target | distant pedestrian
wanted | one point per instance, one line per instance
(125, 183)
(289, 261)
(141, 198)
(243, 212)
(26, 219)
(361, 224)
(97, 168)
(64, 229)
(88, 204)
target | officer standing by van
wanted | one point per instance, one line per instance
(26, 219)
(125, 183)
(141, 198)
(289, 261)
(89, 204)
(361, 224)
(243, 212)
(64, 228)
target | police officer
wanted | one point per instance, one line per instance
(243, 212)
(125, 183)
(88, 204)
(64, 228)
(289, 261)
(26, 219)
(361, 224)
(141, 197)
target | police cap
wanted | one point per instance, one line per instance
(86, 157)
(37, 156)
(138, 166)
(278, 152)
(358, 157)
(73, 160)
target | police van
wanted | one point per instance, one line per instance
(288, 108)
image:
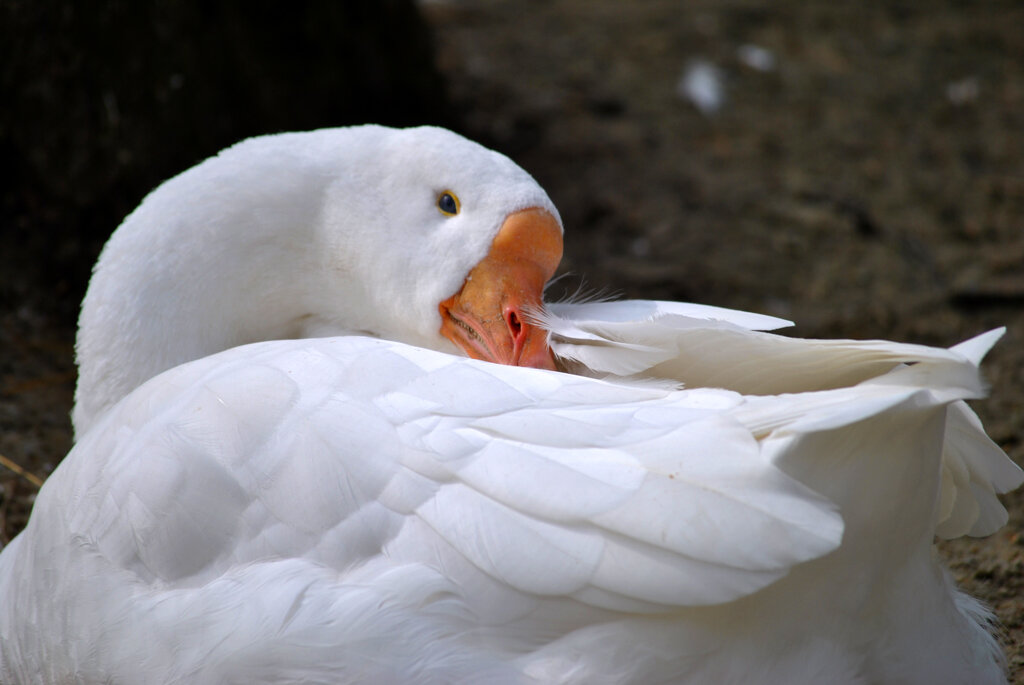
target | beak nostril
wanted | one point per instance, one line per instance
(515, 328)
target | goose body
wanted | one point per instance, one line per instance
(285, 473)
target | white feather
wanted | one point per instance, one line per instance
(360, 509)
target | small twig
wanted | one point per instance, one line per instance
(28, 475)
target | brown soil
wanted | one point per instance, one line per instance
(868, 185)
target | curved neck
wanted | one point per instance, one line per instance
(158, 300)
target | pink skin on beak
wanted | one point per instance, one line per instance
(485, 317)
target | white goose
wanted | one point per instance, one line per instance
(348, 499)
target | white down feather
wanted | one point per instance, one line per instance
(355, 508)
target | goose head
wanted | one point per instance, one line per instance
(417, 236)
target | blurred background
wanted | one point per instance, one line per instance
(858, 170)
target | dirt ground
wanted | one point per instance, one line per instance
(862, 176)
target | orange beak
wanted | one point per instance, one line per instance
(485, 317)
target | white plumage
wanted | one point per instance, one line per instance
(721, 505)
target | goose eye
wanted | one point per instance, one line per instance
(448, 203)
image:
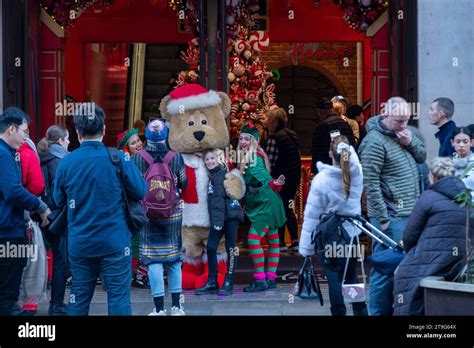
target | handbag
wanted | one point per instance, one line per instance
(307, 285)
(34, 280)
(134, 212)
(353, 292)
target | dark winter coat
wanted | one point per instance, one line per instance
(322, 138)
(221, 208)
(390, 171)
(86, 180)
(289, 160)
(14, 198)
(49, 165)
(434, 239)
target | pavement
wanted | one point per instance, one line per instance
(275, 302)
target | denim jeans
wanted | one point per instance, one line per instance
(60, 270)
(381, 285)
(157, 283)
(229, 231)
(115, 272)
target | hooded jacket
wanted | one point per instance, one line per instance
(434, 239)
(326, 194)
(32, 177)
(390, 171)
(221, 208)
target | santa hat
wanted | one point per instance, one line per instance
(189, 97)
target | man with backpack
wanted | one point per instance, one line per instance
(161, 242)
(99, 237)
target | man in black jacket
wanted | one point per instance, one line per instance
(330, 123)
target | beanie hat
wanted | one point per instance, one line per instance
(124, 137)
(250, 129)
(189, 97)
(155, 136)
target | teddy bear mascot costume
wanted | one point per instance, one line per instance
(197, 122)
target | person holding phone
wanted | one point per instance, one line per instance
(322, 137)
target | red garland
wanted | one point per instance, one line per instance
(360, 17)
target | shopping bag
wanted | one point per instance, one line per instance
(35, 274)
(354, 292)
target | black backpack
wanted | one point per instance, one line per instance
(329, 233)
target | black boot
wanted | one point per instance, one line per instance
(211, 287)
(228, 287)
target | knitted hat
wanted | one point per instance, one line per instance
(124, 137)
(250, 129)
(189, 97)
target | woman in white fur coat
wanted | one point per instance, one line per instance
(336, 187)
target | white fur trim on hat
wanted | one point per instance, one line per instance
(203, 100)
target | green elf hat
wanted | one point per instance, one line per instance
(124, 137)
(250, 129)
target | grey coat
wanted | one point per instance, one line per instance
(434, 239)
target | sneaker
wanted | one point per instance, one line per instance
(57, 309)
(177, 311)
(160, 313)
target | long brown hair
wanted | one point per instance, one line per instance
(53, 135)
(343, 160)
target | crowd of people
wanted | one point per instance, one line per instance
(383, 157)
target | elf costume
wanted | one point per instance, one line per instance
(265, 211)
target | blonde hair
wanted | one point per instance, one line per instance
(339, 108)
(343, 159)
(442, 167)
(279, 116)
(220, 156)
(245, 157)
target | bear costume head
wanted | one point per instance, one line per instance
(197, 118)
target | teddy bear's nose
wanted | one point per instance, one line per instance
(199, 135)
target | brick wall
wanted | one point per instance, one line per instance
(277, 56)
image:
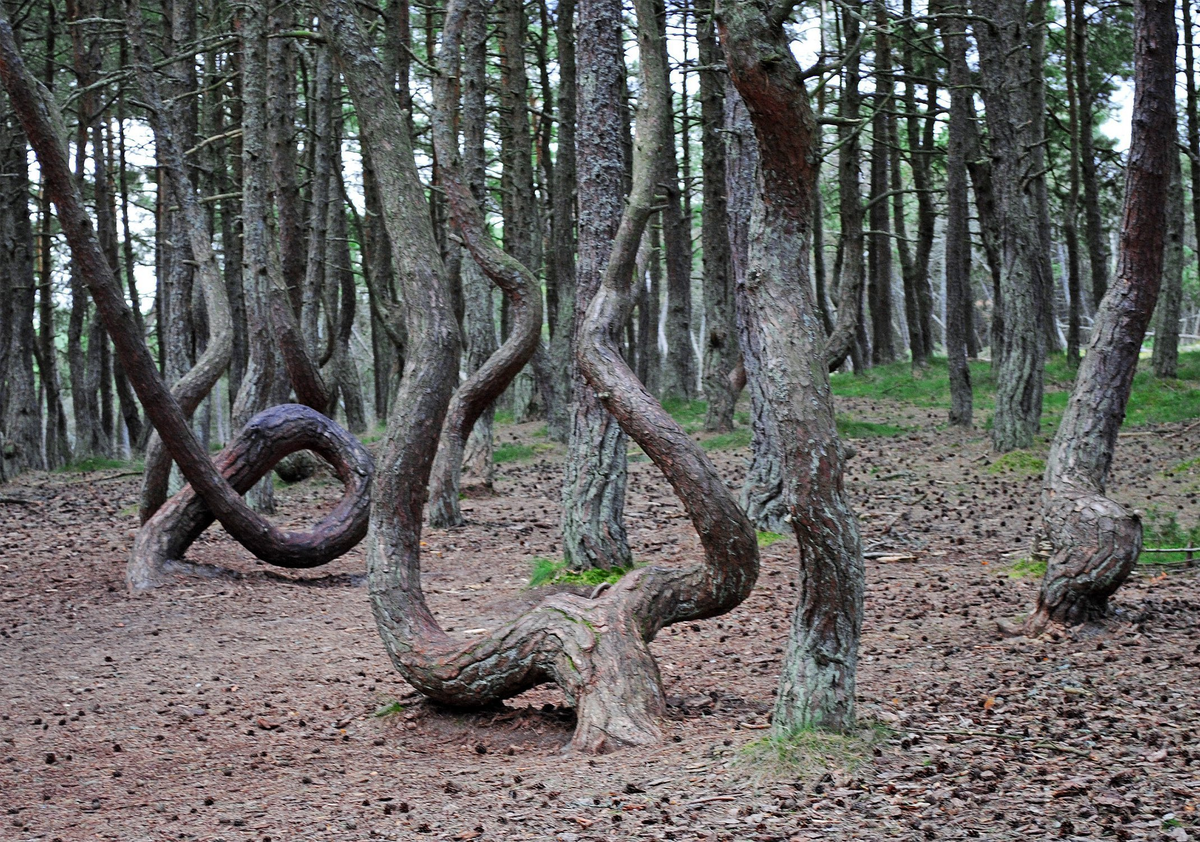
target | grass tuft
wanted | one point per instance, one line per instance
(555, 571)
(809, 755)
(767, 539)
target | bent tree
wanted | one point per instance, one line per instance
(817, 684)
(268, 437)
(595, 649)
(1096, 540)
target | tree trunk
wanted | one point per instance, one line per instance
(1165, 358)
(850, 198)
(1095, 540)
(720, 317)
(958, 212)
(515, 280)
(594, 483)
(817, 684)
(1006, 68)
(594, 649)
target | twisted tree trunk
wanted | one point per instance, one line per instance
(1096, 540)
(817, 685)
(594, 649)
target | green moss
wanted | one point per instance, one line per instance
(1023, 462)
(555, 571)
(1025, 569)
(767, 539)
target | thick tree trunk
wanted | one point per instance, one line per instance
(1005, 72)
(850, 199)
(340, 530)
(594, 649)
(1165, 358)
(762, 492)
(958, 212)
(515, 280)
(1095, 540)
(594, 483)
(720, 318)
(817, 684)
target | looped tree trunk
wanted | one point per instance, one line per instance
(43, 126)
(594, 649)
(268, 437)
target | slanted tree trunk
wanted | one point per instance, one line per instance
(594, 649)
(22, 420)
(720, 318)
(1006, 68)
(958, 214)
(594, 483)
(515, 280)
(817, 684)
(335, 534)
(1095, 540)
(1165, 356)
(850, 198)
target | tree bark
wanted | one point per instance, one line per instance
(1005, 72)
(43, 127)
(817, 683)
(594, 483)
(958, 212)
(1095, 540)
(515, 280)
(720, 318)
(594, 649)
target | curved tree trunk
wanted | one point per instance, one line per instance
(514, 278)
(594, 649)
(1095, 540)
(817, 684)
(594, 482)
(43, 127)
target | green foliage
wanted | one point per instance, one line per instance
(1023, 462)
(1163, 529)
(390, 709)
(1025, 569)
(808, 753)
(97, 463)
(850, 428)
(738, 438)
(555, 571)
(514, 451)
(767, 539)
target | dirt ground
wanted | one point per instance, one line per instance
(263, 708)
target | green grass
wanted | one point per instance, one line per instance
(513, 451)
(1153, 401)
(850, 428)
(1025, 569)
(1161, 530)
(808, 753)
(1021, 462)
(767, 539)
(390, 709)
(97, 463)
(738, 438)
(555, 571)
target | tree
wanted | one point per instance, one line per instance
(817, 683)
(593, 648)
(1095, 540)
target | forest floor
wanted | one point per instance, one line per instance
(264, 708)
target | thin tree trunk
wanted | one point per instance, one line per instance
(817, 684)
(594, 483)
(1095, 540)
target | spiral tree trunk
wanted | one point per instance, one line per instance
(1096, 540)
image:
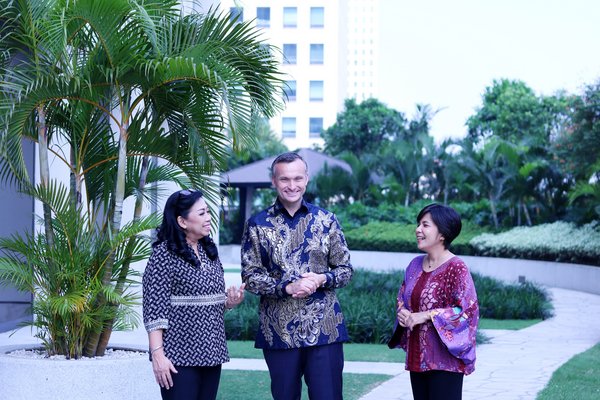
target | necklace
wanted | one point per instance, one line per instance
(429, 267)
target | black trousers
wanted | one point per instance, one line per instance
(193, 383)
(321, 367)
(436, 385)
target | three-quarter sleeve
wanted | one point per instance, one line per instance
(457, 325)
(156, 284)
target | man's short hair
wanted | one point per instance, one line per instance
(287, 158)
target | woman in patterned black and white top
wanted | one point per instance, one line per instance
(184, 301)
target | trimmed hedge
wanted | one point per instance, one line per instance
(559, 241)
(393, 237)
(369, 305)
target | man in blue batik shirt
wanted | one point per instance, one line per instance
(294, 255)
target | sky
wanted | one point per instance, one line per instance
(445, 53)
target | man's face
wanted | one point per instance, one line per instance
(290, 180)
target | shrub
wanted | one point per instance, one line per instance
(558, 241)
(394, 237)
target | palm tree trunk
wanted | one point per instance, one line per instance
(526, 212)
(123, 274)
(45, 171)
(494, 212)
(115, 217)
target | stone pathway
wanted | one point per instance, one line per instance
(515, 366)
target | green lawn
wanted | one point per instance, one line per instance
(375, 352)
(577, 379)
(255, 385)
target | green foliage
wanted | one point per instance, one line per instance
(369, 304)
(511, 111)
(394, 237)
(578, 147)
(67, 276)
(362, 128)
(576, 379)
(104, 87)
(558, 241)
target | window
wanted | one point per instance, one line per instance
(263, 17)
(316, 91)
(289, 90)
(315, 127)
(316, 54)
(288, 127)
(289, 54)
(236, 14)
(290, 17)
(317, 17)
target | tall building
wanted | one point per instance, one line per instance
(328, 51)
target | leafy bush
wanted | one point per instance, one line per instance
(395, 237)
(558, 241)
(369, 304)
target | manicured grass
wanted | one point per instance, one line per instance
(510, 324)
(376, 352)
(256, 385)
(577, 379)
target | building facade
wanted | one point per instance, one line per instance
(328, 53)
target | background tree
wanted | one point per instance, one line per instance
(363, 128)
(264, 143)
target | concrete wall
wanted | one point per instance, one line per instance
(583, 278)
(16, 216)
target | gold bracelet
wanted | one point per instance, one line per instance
(156, 348)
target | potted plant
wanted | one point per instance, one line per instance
(106, 88)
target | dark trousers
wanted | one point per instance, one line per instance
(321, 367)
(193, 383)
(436, 385)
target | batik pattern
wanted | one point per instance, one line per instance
(187, 303)
(276, 250)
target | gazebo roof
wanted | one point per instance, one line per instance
(257, 174)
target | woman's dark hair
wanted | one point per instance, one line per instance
(178, 204)
(446, 219)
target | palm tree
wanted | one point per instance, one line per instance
(106, 87)
(493, 166)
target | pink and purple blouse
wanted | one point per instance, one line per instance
(447, 341)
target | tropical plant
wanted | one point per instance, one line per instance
(105, 88)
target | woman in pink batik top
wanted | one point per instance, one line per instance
(437, 312)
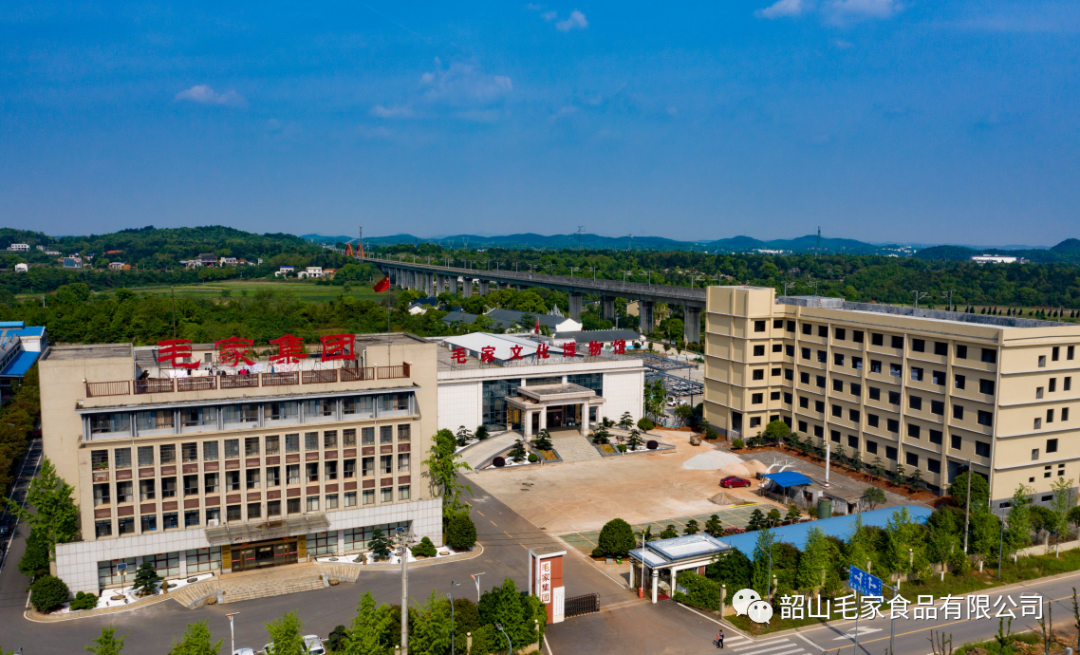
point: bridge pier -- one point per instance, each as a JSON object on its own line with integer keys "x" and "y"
{"x": 691, "y": 324}
{"x": 576, "y": 306}
{"x": 645, "y": 316}
{"x": 607, "y": 308}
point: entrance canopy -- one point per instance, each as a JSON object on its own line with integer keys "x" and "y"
{"x": 786, "y": 479}
{"x": 240, "y": 533}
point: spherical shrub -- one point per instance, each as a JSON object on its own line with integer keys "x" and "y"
{"x": 48, "y": 593}
{"x": 461, "y": 532}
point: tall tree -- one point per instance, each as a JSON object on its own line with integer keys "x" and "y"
{"x": 197, "y": 640}
{"x": 52, "y": 512}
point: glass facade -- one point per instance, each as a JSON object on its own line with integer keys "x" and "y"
{"x": 495, "y": 392}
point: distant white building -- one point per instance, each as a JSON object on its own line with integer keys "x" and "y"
{"x": 997, "y": 259}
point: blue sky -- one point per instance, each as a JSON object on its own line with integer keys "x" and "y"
{"x": 881, "y": 120}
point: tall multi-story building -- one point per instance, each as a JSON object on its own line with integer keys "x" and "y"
{"x": 229, "y": 468}
{"x": 923, "y": 389}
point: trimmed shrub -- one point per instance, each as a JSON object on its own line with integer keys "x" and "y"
{"x": 84, "y": 601}
{"x": 461, "y": 532}
{"x": 700, "y": 590}
{"x": 617, "y": 537}
{"x": 48, "y": 593}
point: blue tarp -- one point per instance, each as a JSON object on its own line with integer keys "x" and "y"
{"x": 786, "y": 479}
{"x": 21, "y": 364}
{"x": 837, "y": 526}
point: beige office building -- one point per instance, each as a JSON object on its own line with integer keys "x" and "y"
{"x": 927, "y": 389}
{"x": 220, "y": 471}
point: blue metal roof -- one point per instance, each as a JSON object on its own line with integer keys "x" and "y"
{"x": 21, "y": 364}
{"x": 838, "y": 526}
{"x": 786, "y": 479}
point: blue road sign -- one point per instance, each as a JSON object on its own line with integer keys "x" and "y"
{"x": 863, "y": 583}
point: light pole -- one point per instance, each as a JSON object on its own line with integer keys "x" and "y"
{"x": 232, "y": 633}
{"x": 510, "y": 645}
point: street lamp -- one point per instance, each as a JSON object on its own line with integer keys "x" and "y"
{"x": 510, "y": 645}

______

• _YOUR INSTRUCTIONS_: Answer with one number only, the count of lines in the entries above that hold the string "brown".

• _RESULT FOR THIS EXERCISE_: 2